Given problem 1
Copy out the listing lines exactly, starting with the line containing "post** -> outlines, every instance" and continuing through the end of the listing.

>> begin Passage provided

Overuse of the hyphen is another aspect of grammar that irritates many people. Are you overly-cautious, or overly-zealous in your usage? Do you even need a hyphen in many cases? It’s another case where there are often no hard and fast rules, and it’s up to the writer’s own preferences and style, which is fine, as long as there is consistency. Some writers think it’s ‘best-practice’, others ‘best practice’, but in the UK it’s definitely not ‘best practise’.
Some writers like using lots of commas, for example, to break up sentences as you would pause for breath (if the line was read aloud). While to others, commas are an alien entity, as if the comma key had been removed from their keyboard. The punctation you use is very much dependent on your writing style. If you write in short, clipped sentences, which for clarity is often a good starting point, then you won’t need to use commas that much. Not like in this sentence, that begins talking about one subject, say elephants, but then veers off in another direction, and talks about cake decorating, or landscape gardening, or cats.
Like commas, semicolons are used to break up text and they are often used to link two interrelated statements. The reasons why this is another woolly case are not clearly defined; again, it’s a matter of taste if you use them or not. Some academic writing tends to deploy semicolons en masse. Often however, it can be preferable to begin a new sentence, rather than tack another statement on the end, but semicolons can be useful, especially if you are typing out a long list of detailed items – e.g. we bought; white sliced bread, Parma ham, Caerphilly cheese, low-fat butter, and some pickled onions.
Clarity is key
In all writing, certainly the type of copywriting we create at Zebra, clarity is key. If the message is lost in the media, then the writer isn’t doing their job properly. Keeping sentences short is a great way of making sure the meaning of your writing isn’t being lost. The longer the sentences, the more room there is for misinterpretation. A morass of punctuation can also create word molasses that the reader must wade through, to get to the meaning, and interrupts the texted flow. So, keep unnecessary punctuation to a minimum. Don’t be too clever, but don’t underestimate the reader either – and don’t overuse exclamation marks! Never!! Ever!!! If you must use them, use them sparingly, as overuse deadens their effect.
We all use the written word every day – for many this is phone messaging, where meaning is paramount and spelling, punctuation etc. are secondary at best, forgotten at worst. This is also leading to an epidemic of bad spelling, which we’ll look at in a later blog post of Amateur Grammatics.

>> end Passage provided
>> begin Dataset

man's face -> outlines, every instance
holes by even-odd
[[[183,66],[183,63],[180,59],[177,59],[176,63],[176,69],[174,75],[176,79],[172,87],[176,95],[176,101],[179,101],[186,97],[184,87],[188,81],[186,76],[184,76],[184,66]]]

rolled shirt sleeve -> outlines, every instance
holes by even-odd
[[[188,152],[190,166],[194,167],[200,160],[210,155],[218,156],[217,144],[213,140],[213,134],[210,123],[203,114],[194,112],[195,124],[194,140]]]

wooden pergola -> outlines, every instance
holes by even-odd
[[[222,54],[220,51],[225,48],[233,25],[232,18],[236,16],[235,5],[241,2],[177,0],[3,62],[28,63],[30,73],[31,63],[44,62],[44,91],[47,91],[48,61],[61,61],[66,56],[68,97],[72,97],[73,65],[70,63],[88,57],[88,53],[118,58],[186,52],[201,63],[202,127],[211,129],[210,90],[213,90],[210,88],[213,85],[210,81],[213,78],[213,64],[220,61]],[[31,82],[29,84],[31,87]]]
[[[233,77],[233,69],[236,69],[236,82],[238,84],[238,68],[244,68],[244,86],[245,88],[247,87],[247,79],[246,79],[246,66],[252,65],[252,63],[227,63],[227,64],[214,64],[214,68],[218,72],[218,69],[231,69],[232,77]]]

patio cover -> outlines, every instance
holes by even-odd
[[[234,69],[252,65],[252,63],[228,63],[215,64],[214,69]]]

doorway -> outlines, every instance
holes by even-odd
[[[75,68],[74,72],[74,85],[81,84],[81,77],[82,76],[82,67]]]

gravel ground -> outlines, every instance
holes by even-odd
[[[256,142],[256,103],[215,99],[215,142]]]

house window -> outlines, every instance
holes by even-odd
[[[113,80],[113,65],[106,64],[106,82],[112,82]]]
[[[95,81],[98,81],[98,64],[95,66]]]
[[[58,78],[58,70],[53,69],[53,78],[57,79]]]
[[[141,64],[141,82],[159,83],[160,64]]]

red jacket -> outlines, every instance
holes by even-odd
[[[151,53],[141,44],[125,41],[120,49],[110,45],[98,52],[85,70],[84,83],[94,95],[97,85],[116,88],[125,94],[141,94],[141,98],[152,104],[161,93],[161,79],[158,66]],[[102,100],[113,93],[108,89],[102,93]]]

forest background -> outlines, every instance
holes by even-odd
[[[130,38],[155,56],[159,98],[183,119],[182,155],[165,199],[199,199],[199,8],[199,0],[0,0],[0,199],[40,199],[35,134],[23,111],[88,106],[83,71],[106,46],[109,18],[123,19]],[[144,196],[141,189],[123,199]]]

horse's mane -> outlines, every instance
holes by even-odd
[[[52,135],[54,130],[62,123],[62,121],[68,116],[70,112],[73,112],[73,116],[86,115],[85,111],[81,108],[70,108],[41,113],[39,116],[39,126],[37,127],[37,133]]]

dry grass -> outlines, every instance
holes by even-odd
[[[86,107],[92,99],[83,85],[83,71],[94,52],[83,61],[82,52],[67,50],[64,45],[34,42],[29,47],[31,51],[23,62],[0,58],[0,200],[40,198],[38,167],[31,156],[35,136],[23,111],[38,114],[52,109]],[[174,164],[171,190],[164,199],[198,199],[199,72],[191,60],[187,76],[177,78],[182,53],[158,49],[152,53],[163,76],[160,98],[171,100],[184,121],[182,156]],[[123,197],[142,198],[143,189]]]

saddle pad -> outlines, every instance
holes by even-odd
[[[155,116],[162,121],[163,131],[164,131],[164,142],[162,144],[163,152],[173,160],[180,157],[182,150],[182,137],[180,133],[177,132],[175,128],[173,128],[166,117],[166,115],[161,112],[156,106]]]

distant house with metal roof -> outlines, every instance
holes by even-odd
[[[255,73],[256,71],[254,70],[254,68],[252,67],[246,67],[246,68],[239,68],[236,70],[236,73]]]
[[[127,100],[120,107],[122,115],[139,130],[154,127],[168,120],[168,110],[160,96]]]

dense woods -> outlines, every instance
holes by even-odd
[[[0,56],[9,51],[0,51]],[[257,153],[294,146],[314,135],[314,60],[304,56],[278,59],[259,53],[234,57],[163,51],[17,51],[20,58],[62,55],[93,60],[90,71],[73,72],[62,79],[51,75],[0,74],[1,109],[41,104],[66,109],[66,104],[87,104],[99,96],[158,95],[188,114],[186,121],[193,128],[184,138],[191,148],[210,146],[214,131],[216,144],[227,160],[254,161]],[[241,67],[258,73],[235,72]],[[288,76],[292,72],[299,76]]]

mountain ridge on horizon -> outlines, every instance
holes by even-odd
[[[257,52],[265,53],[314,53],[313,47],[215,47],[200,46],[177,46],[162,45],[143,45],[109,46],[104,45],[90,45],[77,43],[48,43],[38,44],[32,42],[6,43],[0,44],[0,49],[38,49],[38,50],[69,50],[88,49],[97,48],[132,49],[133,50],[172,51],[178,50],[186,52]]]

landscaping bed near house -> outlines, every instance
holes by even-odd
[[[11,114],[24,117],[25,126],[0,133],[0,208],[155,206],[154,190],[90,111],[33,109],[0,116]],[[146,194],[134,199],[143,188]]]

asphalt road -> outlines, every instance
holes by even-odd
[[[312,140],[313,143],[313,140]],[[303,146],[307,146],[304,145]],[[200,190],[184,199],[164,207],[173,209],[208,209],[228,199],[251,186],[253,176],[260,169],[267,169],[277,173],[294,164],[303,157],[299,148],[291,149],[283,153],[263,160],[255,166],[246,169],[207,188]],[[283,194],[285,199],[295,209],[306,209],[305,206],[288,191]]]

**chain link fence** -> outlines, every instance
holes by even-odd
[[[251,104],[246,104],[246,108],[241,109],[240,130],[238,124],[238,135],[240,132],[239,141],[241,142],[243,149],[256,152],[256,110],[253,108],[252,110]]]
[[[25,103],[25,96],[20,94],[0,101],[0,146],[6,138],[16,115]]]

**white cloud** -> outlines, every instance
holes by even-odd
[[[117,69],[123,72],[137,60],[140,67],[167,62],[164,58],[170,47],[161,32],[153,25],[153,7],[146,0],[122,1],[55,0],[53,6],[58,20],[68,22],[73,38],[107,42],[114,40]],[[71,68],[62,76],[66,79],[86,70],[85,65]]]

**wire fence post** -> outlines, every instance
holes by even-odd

>> end Dataset

Given problem 2
According to the passage on punctuation, what does overuse of exclamation marks do to their effect?

Task answer 1
**wire fence post** -> outlines, every instance
holes by even-odd

Task answer 2
Overuse deadens their effect.